ページ本文:
"""

My Career Story

佐々木 純子先生イメージ写真

佐々木 純子 氏

東京医科歯科大学 難治疾患研究所
未来生命科学研究部門
病態生理化学分野
教授(キャリアアップ)

当制度に申請した理由を教えてください。

どんなに些細な仮説でも、自分の考えを実証できたときの喜びは格別です。たとえ仮説が棄却されたとしてもそこから新たな仮説が生まれるので、実験結果が出る瞬間は今でもワクワクします。これまでは目の前の研究に集中することでプロモーションの機会に恵まれました。その過程で出産、子育て(現在進行中)を経験しているのですが、周囲のサポートがなければ研究を続けることはできなかったと思います。次のステップは教授なのですが、時間的制約がある中で、研究以外の多くのスキルを求められる教授職に果たして自分が務まるのかと不安に思っておりました。そのような中、本校の女性上位職登用制度を知りました。3年間の研鑽期間を経て最終的なキャリアアップを目指す本制度は、不安を抱える自分にマッチしたものであると強く感じました。また第1期、第2期に登用された先生方のご活躍に触れ、自分も成長したいと思い申請いたしました。

ご自身のお仕事の内容とその魅力について教えてください。

"""

取り組む課題:
1 – 佐々木純子氏へのインタビューで、同氏の所属先として記された組織の名称を、大学から順にすべて挙げてください。
2 – 佐々木純子氏へのインタビューによると、女性上位職登用制度の研鑽期間は何年間ですか？
3 – 佐々木純子氏へのインタビューを、最後の質問の後から引き継いで書き進めてください。

提供された記録:
"""

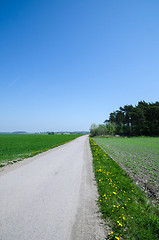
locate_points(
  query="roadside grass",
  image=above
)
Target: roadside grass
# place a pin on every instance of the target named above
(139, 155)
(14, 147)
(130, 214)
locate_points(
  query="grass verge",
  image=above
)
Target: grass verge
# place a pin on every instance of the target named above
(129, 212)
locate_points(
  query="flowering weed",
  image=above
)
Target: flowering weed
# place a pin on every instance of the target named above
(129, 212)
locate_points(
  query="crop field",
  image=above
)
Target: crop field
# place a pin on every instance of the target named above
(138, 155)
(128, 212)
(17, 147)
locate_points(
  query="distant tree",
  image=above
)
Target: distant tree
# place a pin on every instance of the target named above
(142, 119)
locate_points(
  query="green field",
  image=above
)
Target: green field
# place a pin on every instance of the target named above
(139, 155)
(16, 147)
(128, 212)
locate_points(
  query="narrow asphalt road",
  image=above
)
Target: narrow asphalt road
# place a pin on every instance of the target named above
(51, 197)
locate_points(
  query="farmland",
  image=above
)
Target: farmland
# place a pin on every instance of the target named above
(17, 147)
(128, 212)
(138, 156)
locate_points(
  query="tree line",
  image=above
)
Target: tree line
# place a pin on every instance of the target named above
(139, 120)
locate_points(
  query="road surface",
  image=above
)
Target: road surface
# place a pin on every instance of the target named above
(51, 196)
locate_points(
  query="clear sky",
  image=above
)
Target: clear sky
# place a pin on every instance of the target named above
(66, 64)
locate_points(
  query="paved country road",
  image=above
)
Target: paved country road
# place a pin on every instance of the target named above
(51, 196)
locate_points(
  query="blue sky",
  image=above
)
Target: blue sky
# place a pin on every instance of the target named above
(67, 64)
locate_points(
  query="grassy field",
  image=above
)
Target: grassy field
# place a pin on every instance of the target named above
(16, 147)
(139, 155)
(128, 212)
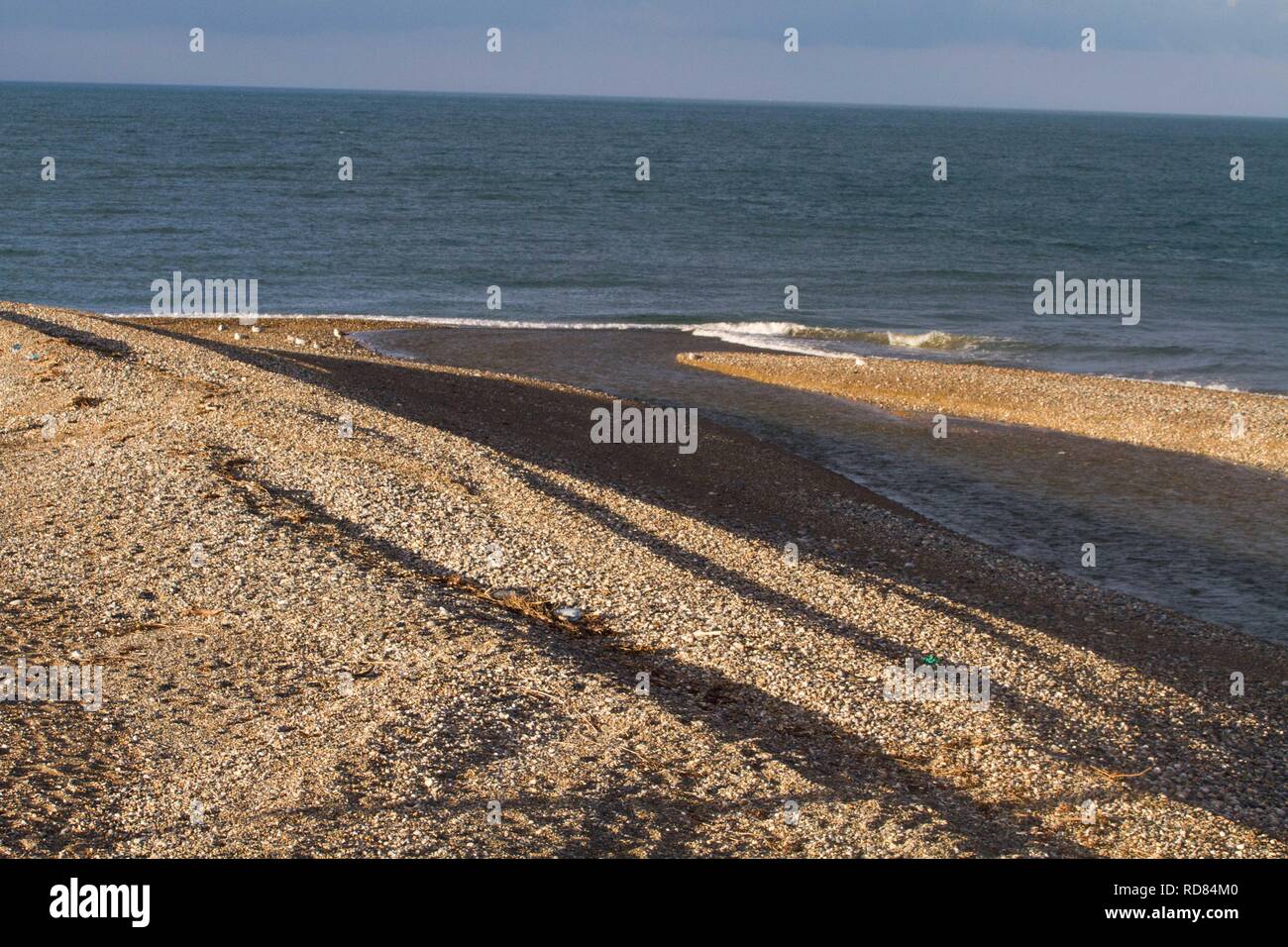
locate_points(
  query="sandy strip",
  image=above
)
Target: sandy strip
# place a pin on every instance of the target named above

"""

解答:
1 –
東京医科歯科大学
難治疾患研究所
未来生命科学研究部門
病態生理化学分野

2 – 3年間です。

3 –
細胞膜リン脂質の一種であり、脂質性シグナル分子として機能するイノシトールリン脂質(PIPs)の生理機能解析を行っております。極性基のリン酸化状態により7種に分類されるPIPsは、それぞれに特異的に結合するタンパク質分子の局在や活性を制御することで多様な細胞応答に関与します。7種のPIPs代謝は相互に連関しており、現在までに48種類の代謝酵素が見出されています。私はこれまでにPIPs代謝酵素の遺伝子改変マウスを多数作製し、PIPs代謝の乱れはがん、免疫疾患、代謝性疾患、神経変性疾患など様々な疾患発症につながることを明らかにしてきました。また最近は、PIPsのリン酸化状態と疎水性尾部をなすアシル基構造を識別する新たな解析技術PRMC-MS法(Phosphoinositide Regioisomer Measurement by Chiral column chromatography and Mass Spectrometry)を開発し、疾患におけるリン脂質そのものの異常動態を解析するとともに、新規リン脂質の探索と機能解析を行っております。これらの知見が、難治疾患の新しい医療に資する治療薬や診断法の開発につながるよう、留学生を含む10数名の学生とともに日々研究に励んでおります。

キャリアアップ教員に就いたことで、ご自身やご周囲で変化したこと等があれば教えてください。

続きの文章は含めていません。